◆ WORK ORDER ◆
Every entry below should be written out exactly, and no image should appear.

◆ RAW DATA ◆
+-------+
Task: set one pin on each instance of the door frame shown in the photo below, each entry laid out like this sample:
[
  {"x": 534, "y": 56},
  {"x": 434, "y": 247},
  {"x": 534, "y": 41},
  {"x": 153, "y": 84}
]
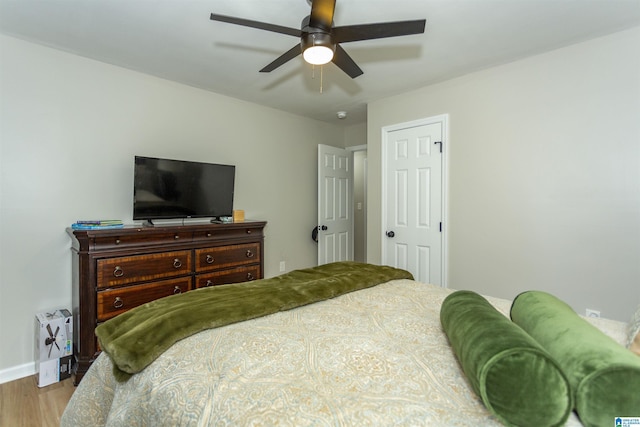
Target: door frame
+-------+
◆ YOUR RESPONSE ◆
Task: set one pin on each instance of the door frame shown in the photo below, each entry laid out like this sample:
[
  {"x": 534, "y": 56},
  {"x": 434, "y": 247},
  {"x": 534, "y": 41},
  {"x": 153, "y": 84}
]
Target: door frame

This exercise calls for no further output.